[What you have to do]
The answer must consist of each line below that holds the word "window", copied as it stands.

[Data provided]
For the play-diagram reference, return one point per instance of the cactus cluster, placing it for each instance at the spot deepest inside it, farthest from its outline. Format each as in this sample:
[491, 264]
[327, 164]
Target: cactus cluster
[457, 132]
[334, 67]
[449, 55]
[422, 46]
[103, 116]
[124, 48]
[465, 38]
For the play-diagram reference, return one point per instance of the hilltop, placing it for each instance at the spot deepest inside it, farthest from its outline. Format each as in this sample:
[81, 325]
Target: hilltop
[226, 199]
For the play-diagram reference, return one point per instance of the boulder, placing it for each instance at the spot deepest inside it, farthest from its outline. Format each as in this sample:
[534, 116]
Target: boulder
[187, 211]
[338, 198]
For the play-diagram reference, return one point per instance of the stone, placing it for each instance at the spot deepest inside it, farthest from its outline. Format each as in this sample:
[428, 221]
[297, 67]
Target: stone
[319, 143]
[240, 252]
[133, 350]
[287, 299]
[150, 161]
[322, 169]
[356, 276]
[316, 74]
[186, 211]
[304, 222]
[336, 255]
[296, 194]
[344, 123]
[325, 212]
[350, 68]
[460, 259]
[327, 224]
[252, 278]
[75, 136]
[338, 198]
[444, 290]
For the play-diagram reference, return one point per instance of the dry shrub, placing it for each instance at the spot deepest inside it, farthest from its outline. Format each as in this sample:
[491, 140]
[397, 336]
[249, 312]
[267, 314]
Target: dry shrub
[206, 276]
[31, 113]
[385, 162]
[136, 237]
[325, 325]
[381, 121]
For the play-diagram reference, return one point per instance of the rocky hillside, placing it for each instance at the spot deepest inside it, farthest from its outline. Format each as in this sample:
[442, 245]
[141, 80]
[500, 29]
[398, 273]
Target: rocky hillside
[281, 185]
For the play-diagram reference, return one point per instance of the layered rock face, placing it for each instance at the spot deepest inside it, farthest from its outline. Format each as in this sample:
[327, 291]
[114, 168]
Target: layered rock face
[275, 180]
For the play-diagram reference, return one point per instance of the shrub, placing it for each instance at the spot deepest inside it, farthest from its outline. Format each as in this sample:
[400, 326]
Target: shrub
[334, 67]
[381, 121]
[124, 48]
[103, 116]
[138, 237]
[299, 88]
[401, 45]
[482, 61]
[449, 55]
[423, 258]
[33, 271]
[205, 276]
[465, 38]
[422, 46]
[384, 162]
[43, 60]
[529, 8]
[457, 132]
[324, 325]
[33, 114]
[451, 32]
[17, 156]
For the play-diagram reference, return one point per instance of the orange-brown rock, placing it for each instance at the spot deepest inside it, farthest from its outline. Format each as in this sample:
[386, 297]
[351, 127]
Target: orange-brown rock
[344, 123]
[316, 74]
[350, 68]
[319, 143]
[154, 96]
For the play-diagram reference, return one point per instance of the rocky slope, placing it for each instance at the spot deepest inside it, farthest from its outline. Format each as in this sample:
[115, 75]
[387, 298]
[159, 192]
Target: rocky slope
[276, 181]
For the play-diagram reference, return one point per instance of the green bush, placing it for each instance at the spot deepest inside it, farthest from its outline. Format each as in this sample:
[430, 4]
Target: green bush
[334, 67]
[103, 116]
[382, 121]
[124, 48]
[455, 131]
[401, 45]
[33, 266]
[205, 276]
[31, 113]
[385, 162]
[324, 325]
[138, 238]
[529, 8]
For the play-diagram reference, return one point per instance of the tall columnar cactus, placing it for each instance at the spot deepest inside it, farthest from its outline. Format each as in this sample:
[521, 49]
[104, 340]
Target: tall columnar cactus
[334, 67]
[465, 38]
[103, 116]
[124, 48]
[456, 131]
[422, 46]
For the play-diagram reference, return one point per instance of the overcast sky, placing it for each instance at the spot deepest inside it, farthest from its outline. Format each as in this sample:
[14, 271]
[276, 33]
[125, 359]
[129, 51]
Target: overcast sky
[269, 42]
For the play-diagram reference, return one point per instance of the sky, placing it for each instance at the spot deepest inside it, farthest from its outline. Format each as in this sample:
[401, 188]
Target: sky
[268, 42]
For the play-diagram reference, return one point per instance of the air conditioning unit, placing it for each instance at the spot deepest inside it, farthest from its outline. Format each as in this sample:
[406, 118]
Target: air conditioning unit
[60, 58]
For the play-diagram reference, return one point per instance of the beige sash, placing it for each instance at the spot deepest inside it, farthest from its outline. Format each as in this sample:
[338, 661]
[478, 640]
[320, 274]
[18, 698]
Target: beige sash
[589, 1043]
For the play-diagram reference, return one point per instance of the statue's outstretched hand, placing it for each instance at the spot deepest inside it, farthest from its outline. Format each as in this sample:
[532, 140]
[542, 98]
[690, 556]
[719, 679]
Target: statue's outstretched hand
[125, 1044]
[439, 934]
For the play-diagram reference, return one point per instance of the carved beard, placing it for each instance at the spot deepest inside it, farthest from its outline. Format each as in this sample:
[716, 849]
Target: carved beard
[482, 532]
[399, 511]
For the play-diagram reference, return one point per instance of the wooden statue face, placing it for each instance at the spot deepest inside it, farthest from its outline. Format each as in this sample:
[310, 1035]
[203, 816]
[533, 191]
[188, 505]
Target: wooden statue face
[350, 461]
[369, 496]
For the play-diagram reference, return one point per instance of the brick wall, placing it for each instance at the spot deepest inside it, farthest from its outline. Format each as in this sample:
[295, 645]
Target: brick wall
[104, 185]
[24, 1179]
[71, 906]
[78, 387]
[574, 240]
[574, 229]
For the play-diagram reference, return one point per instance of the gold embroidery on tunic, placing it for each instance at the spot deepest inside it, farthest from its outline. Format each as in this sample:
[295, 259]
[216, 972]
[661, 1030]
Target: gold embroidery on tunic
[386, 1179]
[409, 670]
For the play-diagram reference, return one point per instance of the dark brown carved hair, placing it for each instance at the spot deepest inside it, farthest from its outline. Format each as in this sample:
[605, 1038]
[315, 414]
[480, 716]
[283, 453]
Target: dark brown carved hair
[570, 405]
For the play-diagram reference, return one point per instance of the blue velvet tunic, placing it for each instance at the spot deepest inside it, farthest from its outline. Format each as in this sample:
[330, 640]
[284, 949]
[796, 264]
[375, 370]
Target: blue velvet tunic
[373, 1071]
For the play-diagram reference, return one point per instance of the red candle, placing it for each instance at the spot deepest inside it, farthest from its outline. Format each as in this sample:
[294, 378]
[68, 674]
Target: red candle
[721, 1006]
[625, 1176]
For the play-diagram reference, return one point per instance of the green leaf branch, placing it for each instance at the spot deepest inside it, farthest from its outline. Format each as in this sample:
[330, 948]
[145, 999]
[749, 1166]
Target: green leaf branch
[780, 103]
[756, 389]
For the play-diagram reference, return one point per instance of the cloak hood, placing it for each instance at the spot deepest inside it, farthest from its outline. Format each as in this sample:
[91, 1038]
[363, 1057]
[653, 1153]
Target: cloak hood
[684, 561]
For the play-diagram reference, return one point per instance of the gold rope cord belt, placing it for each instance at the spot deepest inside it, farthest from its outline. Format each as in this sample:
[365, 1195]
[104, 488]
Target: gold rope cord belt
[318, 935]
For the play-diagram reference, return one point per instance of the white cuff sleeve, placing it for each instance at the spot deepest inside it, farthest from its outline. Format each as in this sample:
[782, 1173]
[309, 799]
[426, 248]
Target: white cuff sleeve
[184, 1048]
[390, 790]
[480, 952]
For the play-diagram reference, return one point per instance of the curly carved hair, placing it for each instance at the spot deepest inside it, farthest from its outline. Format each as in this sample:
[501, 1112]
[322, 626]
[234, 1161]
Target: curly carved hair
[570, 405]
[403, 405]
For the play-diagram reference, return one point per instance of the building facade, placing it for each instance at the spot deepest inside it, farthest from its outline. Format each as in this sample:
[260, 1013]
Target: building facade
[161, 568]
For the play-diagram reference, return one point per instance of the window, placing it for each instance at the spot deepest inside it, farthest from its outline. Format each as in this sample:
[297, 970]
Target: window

[Solution to the exercise]
For the play-diagram reference, return one point per instance of the window, placing it for each instance at the spot deepest inside it, farthest from its outline. Format each as in this sample:
Target: window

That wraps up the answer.